[Location annotation dataset excerpts]
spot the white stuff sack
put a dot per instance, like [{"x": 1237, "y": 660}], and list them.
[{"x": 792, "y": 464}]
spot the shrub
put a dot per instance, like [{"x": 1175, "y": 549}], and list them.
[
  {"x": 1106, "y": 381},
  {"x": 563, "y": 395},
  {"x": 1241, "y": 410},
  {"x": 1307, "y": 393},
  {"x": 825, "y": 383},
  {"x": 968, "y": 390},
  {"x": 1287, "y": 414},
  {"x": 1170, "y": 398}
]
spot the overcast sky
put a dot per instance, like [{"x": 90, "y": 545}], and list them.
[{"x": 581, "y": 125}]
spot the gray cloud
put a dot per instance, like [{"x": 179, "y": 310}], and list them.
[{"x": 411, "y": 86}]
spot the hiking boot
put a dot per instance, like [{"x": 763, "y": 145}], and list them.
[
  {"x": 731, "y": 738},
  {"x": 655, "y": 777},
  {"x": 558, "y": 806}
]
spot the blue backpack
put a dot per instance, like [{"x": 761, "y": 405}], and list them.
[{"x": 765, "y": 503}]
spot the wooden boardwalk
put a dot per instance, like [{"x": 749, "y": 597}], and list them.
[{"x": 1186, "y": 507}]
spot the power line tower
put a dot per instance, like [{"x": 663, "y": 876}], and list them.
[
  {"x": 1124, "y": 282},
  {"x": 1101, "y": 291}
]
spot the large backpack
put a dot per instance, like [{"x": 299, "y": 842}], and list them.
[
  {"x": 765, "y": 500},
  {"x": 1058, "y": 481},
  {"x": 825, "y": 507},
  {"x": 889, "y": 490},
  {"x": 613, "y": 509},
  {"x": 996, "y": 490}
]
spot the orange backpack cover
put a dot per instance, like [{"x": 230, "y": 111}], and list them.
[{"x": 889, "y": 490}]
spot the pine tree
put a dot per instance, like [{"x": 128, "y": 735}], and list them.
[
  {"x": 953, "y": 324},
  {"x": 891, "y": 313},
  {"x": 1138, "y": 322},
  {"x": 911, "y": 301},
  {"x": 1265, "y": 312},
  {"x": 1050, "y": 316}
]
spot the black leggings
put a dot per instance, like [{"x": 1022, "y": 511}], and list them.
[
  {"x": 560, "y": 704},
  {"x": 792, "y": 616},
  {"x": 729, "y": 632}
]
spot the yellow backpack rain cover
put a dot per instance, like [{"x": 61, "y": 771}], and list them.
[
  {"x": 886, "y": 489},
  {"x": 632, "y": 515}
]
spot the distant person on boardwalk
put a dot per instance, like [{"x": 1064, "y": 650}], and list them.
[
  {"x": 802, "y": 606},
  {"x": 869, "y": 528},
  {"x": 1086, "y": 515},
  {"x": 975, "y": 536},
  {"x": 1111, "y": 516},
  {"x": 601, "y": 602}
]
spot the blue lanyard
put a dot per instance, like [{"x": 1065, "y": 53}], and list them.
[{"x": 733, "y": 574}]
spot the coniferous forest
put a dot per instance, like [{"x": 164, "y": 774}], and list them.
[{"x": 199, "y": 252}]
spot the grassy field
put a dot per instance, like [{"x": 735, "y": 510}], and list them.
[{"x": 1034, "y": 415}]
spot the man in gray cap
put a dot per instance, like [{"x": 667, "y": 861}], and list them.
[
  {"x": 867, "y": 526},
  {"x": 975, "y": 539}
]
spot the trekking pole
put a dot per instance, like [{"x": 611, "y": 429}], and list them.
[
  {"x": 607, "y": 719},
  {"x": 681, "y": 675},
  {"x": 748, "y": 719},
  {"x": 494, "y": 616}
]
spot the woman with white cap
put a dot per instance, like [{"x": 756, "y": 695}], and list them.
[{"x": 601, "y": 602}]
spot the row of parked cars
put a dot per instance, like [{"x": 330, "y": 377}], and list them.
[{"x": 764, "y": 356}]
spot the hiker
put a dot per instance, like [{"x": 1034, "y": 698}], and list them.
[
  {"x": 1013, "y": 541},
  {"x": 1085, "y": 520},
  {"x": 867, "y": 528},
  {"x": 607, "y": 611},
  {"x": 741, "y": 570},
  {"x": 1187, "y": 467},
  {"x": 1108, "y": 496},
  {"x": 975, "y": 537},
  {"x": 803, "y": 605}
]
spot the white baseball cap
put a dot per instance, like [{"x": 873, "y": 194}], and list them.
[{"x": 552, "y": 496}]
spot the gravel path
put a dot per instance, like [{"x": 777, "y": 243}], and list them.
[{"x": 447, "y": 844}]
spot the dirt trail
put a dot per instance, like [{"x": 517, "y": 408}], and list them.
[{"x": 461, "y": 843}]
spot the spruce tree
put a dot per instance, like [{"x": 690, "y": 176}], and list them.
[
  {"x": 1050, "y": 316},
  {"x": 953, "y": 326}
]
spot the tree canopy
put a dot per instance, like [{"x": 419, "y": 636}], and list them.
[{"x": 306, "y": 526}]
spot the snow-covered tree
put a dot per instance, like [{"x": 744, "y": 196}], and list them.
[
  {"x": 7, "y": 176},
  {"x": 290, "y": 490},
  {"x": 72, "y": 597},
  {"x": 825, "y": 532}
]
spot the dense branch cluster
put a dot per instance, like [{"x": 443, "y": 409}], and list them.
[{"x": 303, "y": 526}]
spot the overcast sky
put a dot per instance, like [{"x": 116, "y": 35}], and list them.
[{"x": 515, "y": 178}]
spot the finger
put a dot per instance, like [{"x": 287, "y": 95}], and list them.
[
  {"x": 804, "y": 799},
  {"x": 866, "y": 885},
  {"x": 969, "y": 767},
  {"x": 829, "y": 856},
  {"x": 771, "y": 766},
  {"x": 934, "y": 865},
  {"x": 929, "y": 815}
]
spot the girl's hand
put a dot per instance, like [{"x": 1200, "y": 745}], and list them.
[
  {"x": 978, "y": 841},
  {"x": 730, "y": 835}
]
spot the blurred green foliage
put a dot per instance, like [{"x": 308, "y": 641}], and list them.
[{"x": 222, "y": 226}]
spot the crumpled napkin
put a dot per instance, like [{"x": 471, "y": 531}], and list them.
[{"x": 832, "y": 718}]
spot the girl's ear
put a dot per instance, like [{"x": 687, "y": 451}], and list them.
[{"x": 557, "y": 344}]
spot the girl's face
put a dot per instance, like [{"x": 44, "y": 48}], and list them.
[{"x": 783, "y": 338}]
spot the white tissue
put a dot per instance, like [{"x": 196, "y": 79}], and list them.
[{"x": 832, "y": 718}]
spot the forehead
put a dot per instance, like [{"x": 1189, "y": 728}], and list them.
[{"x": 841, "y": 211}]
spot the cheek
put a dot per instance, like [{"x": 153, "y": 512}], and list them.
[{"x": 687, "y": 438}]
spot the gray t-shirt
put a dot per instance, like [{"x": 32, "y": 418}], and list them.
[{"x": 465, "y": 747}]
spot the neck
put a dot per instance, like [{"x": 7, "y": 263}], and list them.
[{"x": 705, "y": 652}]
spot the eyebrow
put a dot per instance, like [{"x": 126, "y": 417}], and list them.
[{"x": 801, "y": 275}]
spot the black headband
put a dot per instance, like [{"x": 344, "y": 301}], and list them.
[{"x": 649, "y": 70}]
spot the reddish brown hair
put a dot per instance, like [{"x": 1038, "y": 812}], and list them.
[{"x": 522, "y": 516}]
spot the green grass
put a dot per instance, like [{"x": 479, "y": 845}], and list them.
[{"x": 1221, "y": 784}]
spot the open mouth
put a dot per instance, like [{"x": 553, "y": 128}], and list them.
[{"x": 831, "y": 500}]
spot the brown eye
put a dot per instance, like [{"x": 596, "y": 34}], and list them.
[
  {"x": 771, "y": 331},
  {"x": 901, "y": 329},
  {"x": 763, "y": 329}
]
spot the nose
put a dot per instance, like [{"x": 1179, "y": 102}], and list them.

● Your goal: Output only the lines from the one holding "spot the black headband" through the last line above, exactly as they appear.

● Output:
spot the black headband
put a dot per instance, like [{"x": 344, "y": 301}], and list them.
[{"x": 649, "y": 70}]
spot the reddish brown hair
put a dot per instance, like [{"x": 1038, "y": 812}], and list them.
[{"x": 522, "y": 516}]
spot the green grass
put a dot per instance, like [{"x": 479, "y": 845}], and list them.
[{"x": 1221, "y": 784}]
spot the open mouth
put a dot per instance, like [{"x": 553, "y": 128}], and list them.
[{"x": 831, "y": 500}]
spot the brown eye
put a dot per instance, like [{"x": 596, "y": 34}], and list them.
[
  {"x": 771, "y": 331},
  {"x": 901, "y": 329},
  {"x": 763, "y": 329}
]
spot the nose
put a dot per instance, like [{"x": 1179, "y": 102}], and list them.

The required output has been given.